• [CONSEGNA A] Nel brano sul potere, che cosa fa l'autorità secondo la frase citata di Alexandre Berkman?
• [CONSEGNA B] Estrai dal brano sul potere il passo che va da "Scriveva Carlo Cafiero" fino a "maggioranza del popolo." compreso.
═════ BRANO DI PARTENZA
Tanti, tantissimi, in questi
giorni, hanno provato l’ebrezza di provare a sostituire i governanti
tradizionali con altri nuovi, puliti, espressione autentica del popolo,
addirittura rivoluzionari. Ne scriviamo in altre parti del giornale, quindi,
tralasceremo di commentare l’esito elettorale in questo articolo; però ci pare
degno di interesse constatare come, da parte di soggetti e realtà organizzate
che si definiscono antagonisti e anticapitalisti, e fanno parte delle varie
scuole della sinistra, si riproponga l’ennesima illusione (che per essi non è
tale, ovviamente) che basti cambiare i vertici dello Stato o del Governo, basti
prendere il potere, e le cose cambieranno in meglio.
Scriveva Carlo Cafiero oltre un
secolo fa: “Il potere ubriaca, ed i migliori, investiti di autorità, diventano
pessimi”. Sono parole semplici, ma estremamente sagge, e collimanti con gran
parte delle culture popolari che da sempre sostengono le stesse cose. Nel Sud
Italia un proverbio sostiene che “U cumannari è megghiu du futtiri”, e chissà
perché comandare dovrebbe essere meglio del fottere, se non per quei privilegi,
quelle godurie materiali ma anche spirituali, che l’esercizio del comando
permette? Tanto è vero che stiamo ancora aspettando un potere che non solo a
parole o nelle carte costituzionali, faccia davvero gli interessi del popolo,
ovvero della massa dei subalterni che rappresentano la maggioranza del popolo.
E difficilmente diventeremo ”così coglioni da non riuscire più a capire che non
ci sono poteri buoni”, per citare un compagno che ci manca tanto.
Tornando alla corruzione,
pertanto, essa è l’arte dell’essere “pessimi” di cui parlava Cafiero; mentre
per un altro anarchico, Alexandre Berkman: “L’autorità corrompe chi la
possiede e degrada chi ne è vittima”.
══════════
═════ MATERIALE
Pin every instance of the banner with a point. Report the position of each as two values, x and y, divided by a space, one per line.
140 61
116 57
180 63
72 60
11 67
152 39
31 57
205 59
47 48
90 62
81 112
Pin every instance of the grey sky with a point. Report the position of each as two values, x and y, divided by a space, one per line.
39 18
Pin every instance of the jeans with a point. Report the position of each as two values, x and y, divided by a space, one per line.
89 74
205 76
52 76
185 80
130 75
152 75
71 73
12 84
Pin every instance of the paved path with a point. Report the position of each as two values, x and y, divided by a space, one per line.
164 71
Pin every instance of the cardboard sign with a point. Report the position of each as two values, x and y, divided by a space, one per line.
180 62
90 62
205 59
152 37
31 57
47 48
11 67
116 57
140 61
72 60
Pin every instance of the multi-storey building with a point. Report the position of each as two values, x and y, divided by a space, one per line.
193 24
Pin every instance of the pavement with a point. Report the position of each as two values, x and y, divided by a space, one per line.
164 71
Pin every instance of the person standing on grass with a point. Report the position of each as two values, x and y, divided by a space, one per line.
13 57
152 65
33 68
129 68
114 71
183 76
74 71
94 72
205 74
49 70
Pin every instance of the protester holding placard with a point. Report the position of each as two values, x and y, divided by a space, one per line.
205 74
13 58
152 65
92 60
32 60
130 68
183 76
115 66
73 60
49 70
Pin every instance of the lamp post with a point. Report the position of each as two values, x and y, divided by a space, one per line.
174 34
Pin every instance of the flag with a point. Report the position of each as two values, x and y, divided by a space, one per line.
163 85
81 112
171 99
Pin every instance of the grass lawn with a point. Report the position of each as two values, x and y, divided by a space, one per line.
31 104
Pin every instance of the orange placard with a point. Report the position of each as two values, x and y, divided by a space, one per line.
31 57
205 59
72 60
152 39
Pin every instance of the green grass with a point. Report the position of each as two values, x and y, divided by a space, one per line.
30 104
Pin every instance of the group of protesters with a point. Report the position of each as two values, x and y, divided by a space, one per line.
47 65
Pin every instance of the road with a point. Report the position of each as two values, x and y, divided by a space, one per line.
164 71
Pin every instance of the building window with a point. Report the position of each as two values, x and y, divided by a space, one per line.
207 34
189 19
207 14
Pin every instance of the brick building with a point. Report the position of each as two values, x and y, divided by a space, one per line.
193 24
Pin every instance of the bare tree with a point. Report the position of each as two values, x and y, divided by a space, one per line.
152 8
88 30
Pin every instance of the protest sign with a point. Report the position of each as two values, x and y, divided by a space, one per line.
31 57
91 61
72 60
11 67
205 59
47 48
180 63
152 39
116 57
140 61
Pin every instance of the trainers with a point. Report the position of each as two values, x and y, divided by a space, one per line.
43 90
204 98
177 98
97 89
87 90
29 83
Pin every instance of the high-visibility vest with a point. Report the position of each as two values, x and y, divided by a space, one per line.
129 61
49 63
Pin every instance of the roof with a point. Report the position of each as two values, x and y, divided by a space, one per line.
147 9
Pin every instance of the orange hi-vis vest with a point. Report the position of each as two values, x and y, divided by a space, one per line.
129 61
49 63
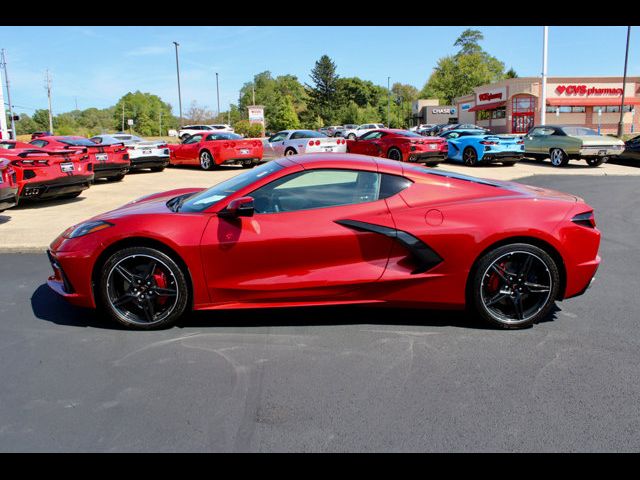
══════════
• [RISPOSTA A] Corrompe chi la possiede e degrada chi ne è vittima.

• [RISPOSTA B]
Scriveva Carlo Cafiero oltre un
secolo fa: “Il potere ubriaca, ed i migliori, investiti di autorità, diventano
pessimi”. Sono parole semplici, ma estremamente sagge, e collimanti con gran
parte delle culture popolari che da sempre sostengono le stesse cose. Nel Sud
Italia un proverbio sostiene che “U cumannari è megghiu du futtiri”, e chissà
perché comandare dovrebbe essere meglio del fottere, se non per quei privilegi,
quelle godurie materiali ma anche spirituali, che l’esercizio del comando
permette? Tanto è vero che stiamo ancora aspettando un potere che non solo a
parole o nelle carte costituzionali, faccia davvero gli interessi del popolo,
ovvero della massa dei subalterni che rappresentano la maggioranza del popolo.